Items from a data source
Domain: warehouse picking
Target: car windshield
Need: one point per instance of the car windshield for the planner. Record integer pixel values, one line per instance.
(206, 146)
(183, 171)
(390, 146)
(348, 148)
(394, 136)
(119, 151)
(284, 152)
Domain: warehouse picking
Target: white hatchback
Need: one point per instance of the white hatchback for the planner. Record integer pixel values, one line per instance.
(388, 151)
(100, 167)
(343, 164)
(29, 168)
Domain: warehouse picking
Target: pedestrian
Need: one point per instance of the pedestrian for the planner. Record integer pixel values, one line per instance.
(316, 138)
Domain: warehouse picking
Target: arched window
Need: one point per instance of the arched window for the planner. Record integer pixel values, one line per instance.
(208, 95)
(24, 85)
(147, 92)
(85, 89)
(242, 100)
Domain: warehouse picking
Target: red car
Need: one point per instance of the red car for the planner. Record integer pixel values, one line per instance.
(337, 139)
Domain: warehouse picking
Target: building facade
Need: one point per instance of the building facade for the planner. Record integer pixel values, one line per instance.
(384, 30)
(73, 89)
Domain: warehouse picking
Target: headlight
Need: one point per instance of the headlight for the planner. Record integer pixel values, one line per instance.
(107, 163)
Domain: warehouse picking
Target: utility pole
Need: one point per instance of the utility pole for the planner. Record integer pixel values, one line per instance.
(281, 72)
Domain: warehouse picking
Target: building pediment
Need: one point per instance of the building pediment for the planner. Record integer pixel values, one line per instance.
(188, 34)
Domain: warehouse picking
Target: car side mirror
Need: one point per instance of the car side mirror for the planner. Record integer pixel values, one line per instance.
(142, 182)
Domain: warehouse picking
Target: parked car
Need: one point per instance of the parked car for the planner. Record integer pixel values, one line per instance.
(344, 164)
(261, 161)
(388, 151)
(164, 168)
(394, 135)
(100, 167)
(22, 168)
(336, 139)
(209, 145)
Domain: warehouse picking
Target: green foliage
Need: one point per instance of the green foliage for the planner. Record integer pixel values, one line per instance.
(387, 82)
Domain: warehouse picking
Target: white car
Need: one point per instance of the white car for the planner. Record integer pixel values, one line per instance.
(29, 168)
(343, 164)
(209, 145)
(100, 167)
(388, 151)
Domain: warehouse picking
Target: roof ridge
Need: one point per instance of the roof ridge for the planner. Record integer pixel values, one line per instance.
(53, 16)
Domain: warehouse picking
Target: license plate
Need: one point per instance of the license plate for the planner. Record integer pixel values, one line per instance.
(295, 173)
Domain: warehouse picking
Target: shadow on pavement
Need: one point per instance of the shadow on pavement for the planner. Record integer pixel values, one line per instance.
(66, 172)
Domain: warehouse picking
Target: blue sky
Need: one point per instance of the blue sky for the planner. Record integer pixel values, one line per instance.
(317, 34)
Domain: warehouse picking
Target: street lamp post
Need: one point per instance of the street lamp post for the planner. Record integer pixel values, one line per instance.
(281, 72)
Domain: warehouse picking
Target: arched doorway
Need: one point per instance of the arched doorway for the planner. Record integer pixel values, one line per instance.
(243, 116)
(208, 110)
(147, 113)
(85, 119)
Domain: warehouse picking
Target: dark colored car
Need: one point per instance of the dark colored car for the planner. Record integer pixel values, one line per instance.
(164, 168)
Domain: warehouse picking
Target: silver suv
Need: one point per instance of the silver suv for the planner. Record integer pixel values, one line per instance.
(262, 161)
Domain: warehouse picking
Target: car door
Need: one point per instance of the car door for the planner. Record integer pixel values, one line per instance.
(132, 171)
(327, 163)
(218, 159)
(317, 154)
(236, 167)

→ **GIVEN EXERCISE**:
All of the entries above need to be reproduced exactly.

→ **CORRECT OUTPUT**:
Domain: warehouse picking
Target: car windshield
Need: one point per instance of the car windshield for the planner. Record integer pixel values, one line per instance.
(206, 146)
(183, 171)
(390, 146)
(348, 148)
(394, 136)
(119, 151)
(284, 152)
Domain: warehouse picking
Target: white hatchback
Need: one point per instance of the white hatchback for the planner. Record integer pixel values, one line per instance.
(388, 151)
(100, 167)
(343, 164)
(29, 168)
Domain: warehouse picking
Target: pedestrian
Need: one point per instance of the pedestrian for the planner. Record integer pixel values, one line per instance.
(316, 138)
Domain: warehouse picking
Target: arched window
Need: one point per instance of the arched window for the planner. Record integer pixel values, one line per instance.
(208, 95)
(24, 85)
(147, 92)
(85, 89)
(242, 100)
Domain: warehouse picking
Target: red car
Need: one point per instance of the red car for the planner. Record integer pixel values, one line per instance.
(337, 139)
Domain: warehouse picking
Target: building facade
Need: one point per instance of the building facade for the planner. Record integer pixel values, one line per instance.
(384, 30)
(73, 89)
Domain: warehouse picking
Target: headlight
Need: one point per instance of the headlight for the planner. Record integer pixel values, one line per instance.
(107, 163)
Domain: warehouse picking
Target: utility pole
Need: one point per instance of the utility pole for the planner. Record integer pixel values, one line per instance.
(281, 72)
Domain: warehouse picking
Target: building pediment
Need: one point per instance of the building pediment for the planner. Record integer pixel values, one line per instance.
(188, 34)
Domain: warehouse picking
Target: car side mirror
Need: one point per instance of the car side mirror for the planner. Record integer pixel values, one line per instance.
(142, 182)
Domain: warehouse picking
Target: parked car
Need: one point per instance of the parked car for the planner. Record integer pixel values, one line per instance.
(344, 164)
(261, 161)
(388, 151)
(164, 168)
(394, 135)
(100, 167)
(22, 168)
(336, 139)
(209, 145)
Domain: warehouse picking
Target: green foliage
Need: one point per instance of the green foliage for the planner. Record integer pixel values, one line per instance.
(387, 82)
Domain: warehouse picking
Target: white car
Need: one point per instance of the white car for the planner. Record integer pixel values, one line per instance.
(29, 168)
(343, 164)
(209, 145)
(100, 167)
(388, 151)
Domain: warehouse picking
Target: roof ridge
Need: one point per instance of the roof ridge for the planner. Record integer pixel values, one line per instance.
(53, 16)
Domain: warehouse picking
Target: license plate
Need: one point per instance of the license plate for the planner. Record integer pixel values, one line per instance.
(295, 173)
Domain: warehouse picking
Target: shadow on pavement
Need: one point per instance of the shadow on pavement for the planner. Record integer pixel values, one line per instance.
(66, 172)
Domain: warehouse picking
Target: blue sky
Need: one point per instance of the blue sky for the planner. Record integer pixel values, one line per instance.
(317, 34)
Domain: warehouse picking
Target: street lamp post
Need: one point per instance of the street lamp post for the planner. Record integer pixel values, one line per instance.
(281, 72)
Domain: warehouse picking
Target: arched doorway
Need: one point per instance of the arched doorway for the planner. Record integer pixel values, one line per instance.
(243, 116)
(208, 110)
(147, 113)
(85, 119)
Domain: warehouse picking
Target: dark colored car
Need: one point per instance of the dark colored car for the planner. Record integer pixel values, one line per instance.
(164, 168)
Domain: warehouse picking
Target: silver suv
Need: one point per instance of the silver suv for the planner. Record integer pixel values, one line per instance.
(262, 161)
Domain: warehouse picking
Target: car door
Need: one point per instance of the car door for the planner. Record integer pixel values, one line per instance.
(132, 171)
(327, 163)
(218, 159)
(317, 154)
(236, 167)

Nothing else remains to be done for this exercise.